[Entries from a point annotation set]
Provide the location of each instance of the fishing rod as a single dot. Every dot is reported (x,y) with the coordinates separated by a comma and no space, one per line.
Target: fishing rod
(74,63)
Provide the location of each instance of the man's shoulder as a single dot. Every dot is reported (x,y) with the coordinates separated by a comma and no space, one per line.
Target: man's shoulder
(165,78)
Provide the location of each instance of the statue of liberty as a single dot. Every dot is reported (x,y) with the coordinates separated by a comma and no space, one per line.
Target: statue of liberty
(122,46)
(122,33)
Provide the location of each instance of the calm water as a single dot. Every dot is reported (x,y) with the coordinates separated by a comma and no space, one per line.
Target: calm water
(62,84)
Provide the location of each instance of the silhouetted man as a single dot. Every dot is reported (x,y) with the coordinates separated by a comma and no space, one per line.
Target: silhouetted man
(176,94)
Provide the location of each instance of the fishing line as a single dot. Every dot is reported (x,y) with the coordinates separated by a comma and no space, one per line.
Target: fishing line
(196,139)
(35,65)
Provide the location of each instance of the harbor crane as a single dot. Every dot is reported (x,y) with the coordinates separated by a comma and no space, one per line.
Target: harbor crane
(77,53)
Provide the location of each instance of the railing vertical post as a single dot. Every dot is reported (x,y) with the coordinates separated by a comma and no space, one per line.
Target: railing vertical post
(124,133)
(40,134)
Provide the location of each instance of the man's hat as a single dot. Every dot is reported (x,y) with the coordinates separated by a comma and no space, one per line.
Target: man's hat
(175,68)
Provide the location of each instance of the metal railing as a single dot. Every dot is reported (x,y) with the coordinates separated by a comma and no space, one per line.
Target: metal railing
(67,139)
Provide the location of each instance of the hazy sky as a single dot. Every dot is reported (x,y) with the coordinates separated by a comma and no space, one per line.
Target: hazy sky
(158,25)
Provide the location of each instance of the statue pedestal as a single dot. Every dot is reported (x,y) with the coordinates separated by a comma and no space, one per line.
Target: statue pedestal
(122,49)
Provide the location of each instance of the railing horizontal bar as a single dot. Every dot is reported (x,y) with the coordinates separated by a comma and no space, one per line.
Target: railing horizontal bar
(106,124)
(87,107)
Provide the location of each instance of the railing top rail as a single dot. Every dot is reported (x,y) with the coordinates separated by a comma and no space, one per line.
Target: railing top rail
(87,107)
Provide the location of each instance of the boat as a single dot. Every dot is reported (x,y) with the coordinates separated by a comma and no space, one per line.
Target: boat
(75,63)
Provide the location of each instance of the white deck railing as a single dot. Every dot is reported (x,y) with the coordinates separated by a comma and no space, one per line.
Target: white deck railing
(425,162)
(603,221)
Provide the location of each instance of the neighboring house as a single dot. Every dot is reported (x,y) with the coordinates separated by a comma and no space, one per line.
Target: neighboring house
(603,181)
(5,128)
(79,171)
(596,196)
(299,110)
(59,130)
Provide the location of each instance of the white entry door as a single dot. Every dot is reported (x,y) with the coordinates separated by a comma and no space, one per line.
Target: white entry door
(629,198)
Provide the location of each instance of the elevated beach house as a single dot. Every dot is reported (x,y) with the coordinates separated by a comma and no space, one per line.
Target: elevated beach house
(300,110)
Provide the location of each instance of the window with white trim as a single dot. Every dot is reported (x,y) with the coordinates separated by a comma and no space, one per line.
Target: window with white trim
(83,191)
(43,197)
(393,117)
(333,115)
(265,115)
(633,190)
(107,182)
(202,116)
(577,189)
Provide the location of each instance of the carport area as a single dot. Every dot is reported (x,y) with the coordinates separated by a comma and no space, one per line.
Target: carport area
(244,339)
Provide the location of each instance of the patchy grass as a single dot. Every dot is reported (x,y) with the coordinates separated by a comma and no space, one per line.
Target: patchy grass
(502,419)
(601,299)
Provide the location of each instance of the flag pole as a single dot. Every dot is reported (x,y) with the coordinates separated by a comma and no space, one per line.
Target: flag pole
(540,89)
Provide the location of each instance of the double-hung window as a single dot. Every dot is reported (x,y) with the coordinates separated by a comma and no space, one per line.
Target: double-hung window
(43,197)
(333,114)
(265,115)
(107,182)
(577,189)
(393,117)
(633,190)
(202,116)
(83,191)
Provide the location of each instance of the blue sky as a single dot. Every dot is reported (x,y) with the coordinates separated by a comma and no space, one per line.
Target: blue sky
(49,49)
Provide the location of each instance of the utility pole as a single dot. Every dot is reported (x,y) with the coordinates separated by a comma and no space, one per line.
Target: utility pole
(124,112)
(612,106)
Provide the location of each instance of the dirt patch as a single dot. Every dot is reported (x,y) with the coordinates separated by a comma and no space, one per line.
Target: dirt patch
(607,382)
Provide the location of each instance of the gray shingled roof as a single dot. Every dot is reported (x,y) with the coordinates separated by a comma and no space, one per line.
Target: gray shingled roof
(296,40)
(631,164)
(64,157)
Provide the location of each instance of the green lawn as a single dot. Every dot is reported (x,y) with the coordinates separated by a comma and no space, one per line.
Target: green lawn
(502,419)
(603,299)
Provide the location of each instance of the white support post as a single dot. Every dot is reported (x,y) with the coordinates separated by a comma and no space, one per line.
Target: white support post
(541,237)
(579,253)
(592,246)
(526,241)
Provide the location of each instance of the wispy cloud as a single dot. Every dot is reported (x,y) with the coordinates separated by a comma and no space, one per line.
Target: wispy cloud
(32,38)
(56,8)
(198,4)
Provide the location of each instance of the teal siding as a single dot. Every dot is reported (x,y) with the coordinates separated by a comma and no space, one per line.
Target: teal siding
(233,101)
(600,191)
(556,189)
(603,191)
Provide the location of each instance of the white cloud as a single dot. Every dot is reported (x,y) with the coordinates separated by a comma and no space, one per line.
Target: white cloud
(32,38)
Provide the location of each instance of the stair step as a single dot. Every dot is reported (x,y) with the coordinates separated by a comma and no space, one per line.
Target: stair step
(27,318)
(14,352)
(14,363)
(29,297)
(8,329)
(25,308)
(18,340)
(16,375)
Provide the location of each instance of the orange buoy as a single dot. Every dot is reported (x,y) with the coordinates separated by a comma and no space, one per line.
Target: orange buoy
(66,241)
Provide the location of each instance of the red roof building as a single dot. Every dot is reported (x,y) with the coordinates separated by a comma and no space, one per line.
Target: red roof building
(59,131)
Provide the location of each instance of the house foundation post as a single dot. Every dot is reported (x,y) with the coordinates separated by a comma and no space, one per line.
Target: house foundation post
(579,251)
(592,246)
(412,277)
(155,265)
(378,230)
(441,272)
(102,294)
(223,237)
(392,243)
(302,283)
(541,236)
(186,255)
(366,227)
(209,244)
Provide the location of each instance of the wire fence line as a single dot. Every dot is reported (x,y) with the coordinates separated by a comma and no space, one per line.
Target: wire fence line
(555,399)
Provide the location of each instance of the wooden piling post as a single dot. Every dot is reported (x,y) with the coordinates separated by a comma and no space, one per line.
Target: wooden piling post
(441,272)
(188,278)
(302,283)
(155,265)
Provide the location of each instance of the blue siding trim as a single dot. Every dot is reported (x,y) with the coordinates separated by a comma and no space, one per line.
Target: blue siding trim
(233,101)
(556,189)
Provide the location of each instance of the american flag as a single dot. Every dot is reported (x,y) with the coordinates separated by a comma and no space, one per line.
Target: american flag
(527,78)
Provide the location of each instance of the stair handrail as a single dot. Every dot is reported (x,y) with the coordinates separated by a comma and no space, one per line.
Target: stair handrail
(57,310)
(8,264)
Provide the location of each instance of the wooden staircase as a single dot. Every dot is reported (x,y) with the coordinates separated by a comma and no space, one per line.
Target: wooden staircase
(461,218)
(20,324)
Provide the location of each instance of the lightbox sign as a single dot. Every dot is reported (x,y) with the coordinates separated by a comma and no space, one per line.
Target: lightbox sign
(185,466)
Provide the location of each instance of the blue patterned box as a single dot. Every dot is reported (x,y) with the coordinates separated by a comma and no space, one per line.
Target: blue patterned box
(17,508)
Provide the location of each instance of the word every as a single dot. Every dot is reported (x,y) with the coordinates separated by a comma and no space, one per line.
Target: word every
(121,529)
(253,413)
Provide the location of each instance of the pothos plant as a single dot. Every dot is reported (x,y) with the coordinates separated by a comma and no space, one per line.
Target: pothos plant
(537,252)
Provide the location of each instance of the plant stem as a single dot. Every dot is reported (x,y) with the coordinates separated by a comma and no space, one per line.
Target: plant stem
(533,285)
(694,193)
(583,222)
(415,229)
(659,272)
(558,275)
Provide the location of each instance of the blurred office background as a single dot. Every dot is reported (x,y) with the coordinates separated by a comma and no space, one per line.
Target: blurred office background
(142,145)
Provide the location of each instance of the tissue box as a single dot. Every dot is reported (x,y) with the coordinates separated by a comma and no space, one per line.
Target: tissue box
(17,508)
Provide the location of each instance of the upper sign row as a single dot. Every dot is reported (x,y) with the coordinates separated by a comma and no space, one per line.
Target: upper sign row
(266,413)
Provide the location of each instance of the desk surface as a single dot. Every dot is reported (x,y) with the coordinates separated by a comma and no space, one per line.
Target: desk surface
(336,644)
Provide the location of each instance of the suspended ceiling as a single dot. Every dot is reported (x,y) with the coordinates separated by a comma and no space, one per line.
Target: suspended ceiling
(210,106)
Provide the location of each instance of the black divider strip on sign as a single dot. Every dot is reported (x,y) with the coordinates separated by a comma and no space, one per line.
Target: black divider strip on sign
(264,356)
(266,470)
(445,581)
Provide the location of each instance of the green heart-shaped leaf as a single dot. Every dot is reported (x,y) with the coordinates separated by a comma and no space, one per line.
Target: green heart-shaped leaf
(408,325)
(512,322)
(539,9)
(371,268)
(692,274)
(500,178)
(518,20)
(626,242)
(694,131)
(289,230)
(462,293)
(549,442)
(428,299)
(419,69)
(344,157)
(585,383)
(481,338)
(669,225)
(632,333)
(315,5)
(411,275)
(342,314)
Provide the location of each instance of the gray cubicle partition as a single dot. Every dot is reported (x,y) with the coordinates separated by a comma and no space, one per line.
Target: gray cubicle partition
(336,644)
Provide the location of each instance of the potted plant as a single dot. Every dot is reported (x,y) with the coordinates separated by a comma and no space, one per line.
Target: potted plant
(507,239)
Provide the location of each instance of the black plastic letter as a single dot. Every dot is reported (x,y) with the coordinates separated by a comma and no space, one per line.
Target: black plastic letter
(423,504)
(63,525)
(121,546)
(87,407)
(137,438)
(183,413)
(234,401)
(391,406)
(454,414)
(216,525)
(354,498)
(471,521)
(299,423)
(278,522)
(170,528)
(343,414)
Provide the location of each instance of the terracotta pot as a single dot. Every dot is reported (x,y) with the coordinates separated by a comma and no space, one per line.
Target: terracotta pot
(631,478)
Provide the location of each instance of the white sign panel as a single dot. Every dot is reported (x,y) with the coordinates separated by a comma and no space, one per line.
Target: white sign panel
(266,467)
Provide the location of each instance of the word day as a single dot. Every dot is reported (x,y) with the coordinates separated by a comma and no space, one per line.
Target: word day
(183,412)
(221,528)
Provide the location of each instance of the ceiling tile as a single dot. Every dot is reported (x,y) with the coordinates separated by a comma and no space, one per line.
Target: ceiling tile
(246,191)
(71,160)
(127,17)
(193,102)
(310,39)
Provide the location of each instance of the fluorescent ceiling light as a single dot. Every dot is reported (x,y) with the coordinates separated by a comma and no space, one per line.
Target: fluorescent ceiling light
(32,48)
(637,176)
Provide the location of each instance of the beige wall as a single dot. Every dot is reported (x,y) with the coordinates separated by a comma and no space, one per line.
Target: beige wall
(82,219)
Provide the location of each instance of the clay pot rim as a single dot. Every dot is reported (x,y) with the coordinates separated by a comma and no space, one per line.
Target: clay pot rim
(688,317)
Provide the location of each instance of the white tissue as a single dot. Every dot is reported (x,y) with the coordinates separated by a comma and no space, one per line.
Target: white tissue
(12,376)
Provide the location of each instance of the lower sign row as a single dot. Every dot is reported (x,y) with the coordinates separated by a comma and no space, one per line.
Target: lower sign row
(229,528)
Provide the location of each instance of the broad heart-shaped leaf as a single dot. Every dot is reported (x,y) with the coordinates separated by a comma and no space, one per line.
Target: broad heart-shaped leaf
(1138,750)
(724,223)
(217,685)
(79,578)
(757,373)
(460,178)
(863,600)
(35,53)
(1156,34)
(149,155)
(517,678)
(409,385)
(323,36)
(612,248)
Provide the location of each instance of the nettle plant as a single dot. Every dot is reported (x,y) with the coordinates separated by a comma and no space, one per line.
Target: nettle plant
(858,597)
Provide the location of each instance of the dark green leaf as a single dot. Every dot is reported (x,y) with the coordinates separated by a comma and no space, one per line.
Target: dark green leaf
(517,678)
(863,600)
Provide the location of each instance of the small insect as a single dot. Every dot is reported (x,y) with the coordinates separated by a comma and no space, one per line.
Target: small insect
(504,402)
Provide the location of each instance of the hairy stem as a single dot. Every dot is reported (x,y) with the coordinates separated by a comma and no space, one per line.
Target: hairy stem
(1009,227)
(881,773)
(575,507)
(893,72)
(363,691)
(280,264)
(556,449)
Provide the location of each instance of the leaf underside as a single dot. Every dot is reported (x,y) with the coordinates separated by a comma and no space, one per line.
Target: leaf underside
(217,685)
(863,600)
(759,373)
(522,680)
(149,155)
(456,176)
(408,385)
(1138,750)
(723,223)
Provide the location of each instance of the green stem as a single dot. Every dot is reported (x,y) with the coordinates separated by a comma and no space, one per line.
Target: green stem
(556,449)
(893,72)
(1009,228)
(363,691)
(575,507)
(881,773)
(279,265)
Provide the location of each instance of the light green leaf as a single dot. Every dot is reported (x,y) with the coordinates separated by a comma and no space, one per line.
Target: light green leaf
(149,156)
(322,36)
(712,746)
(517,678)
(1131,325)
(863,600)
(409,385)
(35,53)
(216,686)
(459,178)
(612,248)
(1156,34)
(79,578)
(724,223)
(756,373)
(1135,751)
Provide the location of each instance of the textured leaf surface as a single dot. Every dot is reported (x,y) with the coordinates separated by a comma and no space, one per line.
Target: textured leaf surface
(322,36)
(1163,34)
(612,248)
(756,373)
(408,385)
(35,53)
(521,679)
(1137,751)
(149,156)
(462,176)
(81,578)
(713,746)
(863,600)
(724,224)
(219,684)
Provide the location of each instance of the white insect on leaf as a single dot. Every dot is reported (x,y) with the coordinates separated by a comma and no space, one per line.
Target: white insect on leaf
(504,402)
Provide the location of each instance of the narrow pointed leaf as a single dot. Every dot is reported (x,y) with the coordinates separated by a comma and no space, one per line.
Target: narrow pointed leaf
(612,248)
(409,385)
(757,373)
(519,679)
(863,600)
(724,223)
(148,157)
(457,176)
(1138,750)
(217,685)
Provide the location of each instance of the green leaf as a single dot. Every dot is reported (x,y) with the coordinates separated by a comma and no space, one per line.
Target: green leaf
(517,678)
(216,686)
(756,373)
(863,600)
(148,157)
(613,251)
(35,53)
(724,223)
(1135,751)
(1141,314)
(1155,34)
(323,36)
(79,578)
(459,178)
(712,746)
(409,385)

(Exercise instructions)
Could you give again exactly the lines from the line containing "Provide the location of each instance of the white insect" through the final line of the data above, and no others?

(Right answer)
Provide the location of each instance of the white insect on leaf as a single dot. Every dot is reported (x,y) with the coordinates separated by a comma and no space, one per line.
Target: white insect on leaf
(504,402)
Provide the location of each instance of the narrow pointed leaf as a single dot. Every dot is reported (x,y) with the coordinates separated by a comma and no space, one per line.
Target: narrow pointed leaf
(612,248)
(409,385)
(757,373)
(519,679)
(863,600)
(724,223)
(148,157)
(457,176)
(1138,750)
(217,685)
Provide the location of each instance of the green leaf as a single dot. Every dot is reported (x,y) with the coordinates separated by a comma and no space, one per line.
Target: green leaf
(517,678)
(216,686)
(756,373)
(863,600)
(148,157)
(613,251)
(35,53)
(724,223)
(1135,751)
(1141,314)
(1155,34)
(323,36)
(79,578)
(459,178)
(712,746)
(409,385)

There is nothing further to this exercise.